Da ihm die dritte Strophe „zu knapp“ war, hätte Heuss die hinsichtlich ihrer musikalischen Qualität über jeden Zweifel erhabene Haydn-Melodie des Deutschlandliedes mit weiteren, neuen Strophen oder einem gänzlich neuen Text versehen können, so wie es beispielsweise Wladimir Putin mit der Sowjethymne getan hat. Doch auch dieses lehnte er ab mit der Begründung, dass die Folge ein „ewiger Sängerwettstreit der stärkeren Stimmen“ zwischen den Anhängern des alten und des neuen Textes wäre.
Heuss wollte für die Hymnenfrage das, was er in der Flaggenfrage vor der Gründung der Bundesrepublik ebenso vehement wie beredt abgelehnt hatte: ein Kunstprodukt, eine Neuschöpfung aus der Retorte. Er wollte den Weg der DDR gehen mit einem neuen Text und einer neuen Melodie und der Hoffnung, dass das Volk damit schon warm würde.
Er orderte bei dem evangelischen Kirchenlieddichter Rudolf Alexander Schröder einen Text und bat Carl Orff, diesen zu vertonen. Der Musikpädagoge und Komponist der „Carmina Burana“ antwortete sehr treffend. Er wies darauf hin, dass der Schröder-Text mit einer Nationalhymne so viel gemein habe wie eine Konzertarie mit einem Volkslied und es ihm schwer scheine, diesen „irgend geeignet zu vertonen“. Ihm zumindest scheine „diese Aufgabe unmöglich“. Er schlug vor, Schröders Text zu verwerfen, und verwies ansonsten auf seinen Frankfurter Kollegen Hermann Reutter als einen „ausgezeichneten, mit hymnischer Ausdruckskraft begabten Musiker“.
Orff war klug genug zu wissen, wie schwer es war, mehr oder weniger auf Knopfdruck eine Melodie zu komponieren, die es mit jener Haydns aufnehmen konnte. Er warf deshalb vorsichtig die Frage auf, ob „sich nicht in unserer unsterblichen Klassik (Mozart oder Beethoven) ein Satz fände, der neben Haydn standhielte“.
Die „Hymne an Deutschland“ floppt
Heuss hielt jedoch am Schröder-Text fest und beauftragte Reutter mit der Vertonung. Das Ergebnis war ein Stück, mehr Choral denn Nationalgesang. Am 31. Dezember 1950 ließ er die „Hymne an Deutschland“, so der Titel, seinem Volk im Anschluss an seine Silvesteransprache durch den Rundfunk präsentieren. Der Funke sprang nicht über.
══════════════════════════════
◆ Deine Aufgaben:
1. Zitiere aus dem Text zur Hymnenfrage die Stelle, die mit „Da ihm die dritte“ beginnt und mit „schon warm würde.“ endet.
2. Wen beauftragte Heuss laut dem Text zur Hymnenfrage mit der Vertonung des Schröder-Textes?
3. Stimmen diese Aussagen mit dem Text zur Hymnenfrage überein? Antworte jeweils mit Ja oder Nein und zitiere die entscheidenden Worte. (a) Orff schlug vor, Schröders Text beizubehalten. (b) Der Funke der neuen Hymne sprang auf das Volk über. (c) Heuss wollte mit einem neuen Text und einer neuen Melodie den Weg der DDR gehen.
══════════════════════════════
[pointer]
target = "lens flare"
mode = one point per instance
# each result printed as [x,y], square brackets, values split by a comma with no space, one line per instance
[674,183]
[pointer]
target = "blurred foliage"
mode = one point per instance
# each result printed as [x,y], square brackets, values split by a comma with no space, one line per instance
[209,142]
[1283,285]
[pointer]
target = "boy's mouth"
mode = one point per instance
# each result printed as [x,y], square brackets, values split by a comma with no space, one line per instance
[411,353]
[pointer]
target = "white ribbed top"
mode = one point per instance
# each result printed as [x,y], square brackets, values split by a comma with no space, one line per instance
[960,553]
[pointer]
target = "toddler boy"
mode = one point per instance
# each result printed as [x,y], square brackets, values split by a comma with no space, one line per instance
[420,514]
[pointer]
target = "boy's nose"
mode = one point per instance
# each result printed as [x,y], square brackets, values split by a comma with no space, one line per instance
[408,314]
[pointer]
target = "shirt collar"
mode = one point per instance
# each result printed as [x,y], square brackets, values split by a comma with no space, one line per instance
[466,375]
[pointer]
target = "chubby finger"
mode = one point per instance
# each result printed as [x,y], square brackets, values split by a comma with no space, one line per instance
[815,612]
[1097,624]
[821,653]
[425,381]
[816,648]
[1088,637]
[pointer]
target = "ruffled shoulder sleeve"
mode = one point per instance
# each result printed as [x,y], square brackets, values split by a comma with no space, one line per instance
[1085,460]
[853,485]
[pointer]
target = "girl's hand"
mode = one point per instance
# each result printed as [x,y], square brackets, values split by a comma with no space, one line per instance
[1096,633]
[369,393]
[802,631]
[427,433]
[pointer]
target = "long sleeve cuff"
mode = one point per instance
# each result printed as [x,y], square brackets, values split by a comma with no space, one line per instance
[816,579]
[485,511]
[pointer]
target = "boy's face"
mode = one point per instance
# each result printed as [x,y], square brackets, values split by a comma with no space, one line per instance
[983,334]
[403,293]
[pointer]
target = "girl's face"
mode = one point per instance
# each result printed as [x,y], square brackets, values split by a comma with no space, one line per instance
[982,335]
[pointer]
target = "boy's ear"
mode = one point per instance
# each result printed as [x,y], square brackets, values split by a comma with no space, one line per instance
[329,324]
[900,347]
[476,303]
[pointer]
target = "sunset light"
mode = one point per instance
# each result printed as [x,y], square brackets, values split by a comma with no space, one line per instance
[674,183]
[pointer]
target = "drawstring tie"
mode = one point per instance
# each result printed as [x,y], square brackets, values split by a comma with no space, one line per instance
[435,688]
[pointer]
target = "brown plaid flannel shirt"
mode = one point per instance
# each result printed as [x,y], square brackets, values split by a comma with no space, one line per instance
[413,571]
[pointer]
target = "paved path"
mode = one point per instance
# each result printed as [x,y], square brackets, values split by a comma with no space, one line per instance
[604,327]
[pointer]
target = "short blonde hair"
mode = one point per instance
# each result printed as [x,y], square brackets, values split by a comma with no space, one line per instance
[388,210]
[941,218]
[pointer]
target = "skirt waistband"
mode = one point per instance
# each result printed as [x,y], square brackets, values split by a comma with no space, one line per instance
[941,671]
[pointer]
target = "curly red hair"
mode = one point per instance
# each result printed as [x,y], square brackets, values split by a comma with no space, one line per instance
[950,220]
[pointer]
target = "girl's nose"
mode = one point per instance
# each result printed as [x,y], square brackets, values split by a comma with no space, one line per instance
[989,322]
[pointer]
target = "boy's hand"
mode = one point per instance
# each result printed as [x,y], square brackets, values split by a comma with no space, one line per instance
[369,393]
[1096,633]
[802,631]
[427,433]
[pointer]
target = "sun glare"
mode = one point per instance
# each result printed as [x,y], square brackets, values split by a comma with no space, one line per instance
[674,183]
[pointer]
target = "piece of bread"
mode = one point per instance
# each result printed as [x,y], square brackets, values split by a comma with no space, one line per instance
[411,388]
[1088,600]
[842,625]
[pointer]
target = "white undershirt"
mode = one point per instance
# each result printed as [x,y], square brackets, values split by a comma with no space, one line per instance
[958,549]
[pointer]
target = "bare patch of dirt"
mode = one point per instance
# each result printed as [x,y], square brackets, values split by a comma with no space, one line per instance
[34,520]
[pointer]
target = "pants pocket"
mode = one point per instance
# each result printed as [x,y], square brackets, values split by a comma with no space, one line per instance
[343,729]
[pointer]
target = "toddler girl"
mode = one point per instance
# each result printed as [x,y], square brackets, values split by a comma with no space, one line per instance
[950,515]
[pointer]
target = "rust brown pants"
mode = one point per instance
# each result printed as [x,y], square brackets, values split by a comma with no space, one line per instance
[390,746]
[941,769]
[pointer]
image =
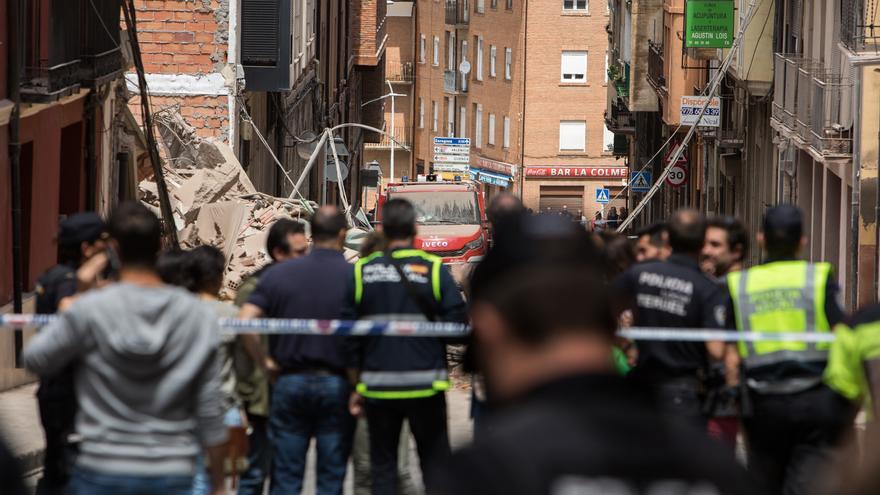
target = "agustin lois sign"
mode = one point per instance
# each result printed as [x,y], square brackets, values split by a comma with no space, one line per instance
[708,24]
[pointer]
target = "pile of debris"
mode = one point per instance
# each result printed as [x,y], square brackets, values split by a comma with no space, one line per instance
[213,200]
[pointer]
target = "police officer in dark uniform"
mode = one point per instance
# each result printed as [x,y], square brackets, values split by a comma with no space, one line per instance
[80,237]
[563,422]
[675,294]
[399,378]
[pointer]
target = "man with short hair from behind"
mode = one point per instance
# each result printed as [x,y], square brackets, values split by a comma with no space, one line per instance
[311,391]
[652,242]
[286,240]
[563,421]
[80,238]
[147,373]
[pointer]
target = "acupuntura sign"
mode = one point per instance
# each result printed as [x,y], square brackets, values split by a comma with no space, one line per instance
[709,24]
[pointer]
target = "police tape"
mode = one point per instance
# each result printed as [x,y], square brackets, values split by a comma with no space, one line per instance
[283,326]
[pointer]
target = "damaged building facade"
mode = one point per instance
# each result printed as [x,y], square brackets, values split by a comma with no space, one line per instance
[267,77]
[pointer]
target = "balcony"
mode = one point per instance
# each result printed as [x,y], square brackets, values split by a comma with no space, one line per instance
[831,122]
[402,138]
[618,76]
[859,27]
[811,105]
[52,49]
[454,82]
[656,74]
[458,13]
[101,58]
[400,72]
[619,119]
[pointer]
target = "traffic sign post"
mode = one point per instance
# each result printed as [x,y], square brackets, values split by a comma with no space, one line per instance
[452,154]
[640,181]
[677,175]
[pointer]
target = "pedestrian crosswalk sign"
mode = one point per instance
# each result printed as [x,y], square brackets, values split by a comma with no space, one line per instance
[640,181]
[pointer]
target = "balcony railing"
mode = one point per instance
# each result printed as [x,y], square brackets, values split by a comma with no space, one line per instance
[454,82]
[458,12]
[400,72]
[52,57]
[831,126]
[859,27]
[656,74]
[402,138]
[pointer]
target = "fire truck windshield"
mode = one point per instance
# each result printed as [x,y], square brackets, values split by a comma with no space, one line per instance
[435,208]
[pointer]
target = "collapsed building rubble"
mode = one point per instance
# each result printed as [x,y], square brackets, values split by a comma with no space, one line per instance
[214,201]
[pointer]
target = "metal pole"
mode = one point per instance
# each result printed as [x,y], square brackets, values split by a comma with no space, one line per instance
[391,89]
[16,43]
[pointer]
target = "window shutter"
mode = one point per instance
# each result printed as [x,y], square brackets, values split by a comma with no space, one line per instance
[259,32]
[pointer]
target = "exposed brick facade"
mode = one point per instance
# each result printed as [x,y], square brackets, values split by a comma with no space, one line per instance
[186,37]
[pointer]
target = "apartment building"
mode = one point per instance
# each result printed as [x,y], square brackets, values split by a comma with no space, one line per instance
[529,97]
[264,75]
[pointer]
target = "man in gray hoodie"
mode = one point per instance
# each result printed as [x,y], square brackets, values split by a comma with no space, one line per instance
[146,372]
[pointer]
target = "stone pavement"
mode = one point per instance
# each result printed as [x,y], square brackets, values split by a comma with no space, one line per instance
[20,426]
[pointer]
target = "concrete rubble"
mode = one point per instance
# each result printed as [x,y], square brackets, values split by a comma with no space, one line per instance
[214,201]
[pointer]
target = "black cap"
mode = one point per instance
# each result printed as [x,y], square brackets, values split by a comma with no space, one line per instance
[79,228]
[783,224]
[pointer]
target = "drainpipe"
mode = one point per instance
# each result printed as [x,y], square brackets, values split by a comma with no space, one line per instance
[852,277]
[14,23]
[522,134]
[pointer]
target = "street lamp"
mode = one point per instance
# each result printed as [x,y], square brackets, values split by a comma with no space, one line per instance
[391,95]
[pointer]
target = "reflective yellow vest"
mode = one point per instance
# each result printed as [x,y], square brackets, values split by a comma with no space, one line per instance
[847,373]
[781,296]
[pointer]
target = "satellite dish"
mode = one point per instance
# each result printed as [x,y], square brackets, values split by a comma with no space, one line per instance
[306,147]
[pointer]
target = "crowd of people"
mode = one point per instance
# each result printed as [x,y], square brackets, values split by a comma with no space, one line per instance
[163,399]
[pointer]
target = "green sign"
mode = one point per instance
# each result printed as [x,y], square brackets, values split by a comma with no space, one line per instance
[708,24]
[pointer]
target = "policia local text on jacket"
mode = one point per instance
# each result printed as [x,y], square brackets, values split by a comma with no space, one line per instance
[790,418]
[402,377]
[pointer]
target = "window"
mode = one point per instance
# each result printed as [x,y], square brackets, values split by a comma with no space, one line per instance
[450,50]
[606,66]
[491,129]
[576,5]
[462,121]
[450,117]
[478,125]
[493,51]
[478,72]
[572,135]
[574,67]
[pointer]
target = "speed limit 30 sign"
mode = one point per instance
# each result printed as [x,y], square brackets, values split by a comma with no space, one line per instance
[677,175]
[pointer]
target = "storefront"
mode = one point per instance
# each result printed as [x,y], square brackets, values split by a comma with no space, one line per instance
[554,189]
[496,176]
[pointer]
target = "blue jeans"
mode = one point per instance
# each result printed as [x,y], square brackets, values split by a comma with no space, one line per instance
[87,482]
[251,481]
[306,406]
══════════════════════════════
◆ Gelöste Aufgaben:
1.
Da ihm die dritte Strophe „zu knapp“ war, hätte Heuss die hinsichtlich ihrer musikalischen Qualität über jeden Zweifel erhabene Haydn-Melodie des Deutschlandliedes mit weiteren, neuen Strophen oder einem gänzlich neuen Text versehen können, so wie es beispielsweise Wladimir Putin mit der Sowjethymne getan hat. Doch auch dieses lehnte er ab mit der Begründung, dass die Folge ein „ewiger Sängerwettstreit der stärkeren Stimmen“ zwischen den Anhängern des alten und des neuen Textes wäre.
Heuss wollte für die Hymnenfrage das, was er in der Flaggenfrage vor der Gründung der Bundesrepublik ebenso vehement wie beredt abgelehnt hatte: ein Kunstprodukt, eine Neuschöpfung aus der Retorte. Er wollte den Weg der DDR gehen mit einem neuen Text und einer neuen Melodie und der Hoffnung, dass das Volk damit schon warm würde.

2. Hermann Reutter.

3.
(a) Nein: „Er schlug vor, Schröders Text zu verwerfen“
(b) Nein: „Der Funke sprang nicht über.“
(c) Ja: „Er wollte den Weg der DDR gehen mit einem neuen Text und einer neuen Melodie“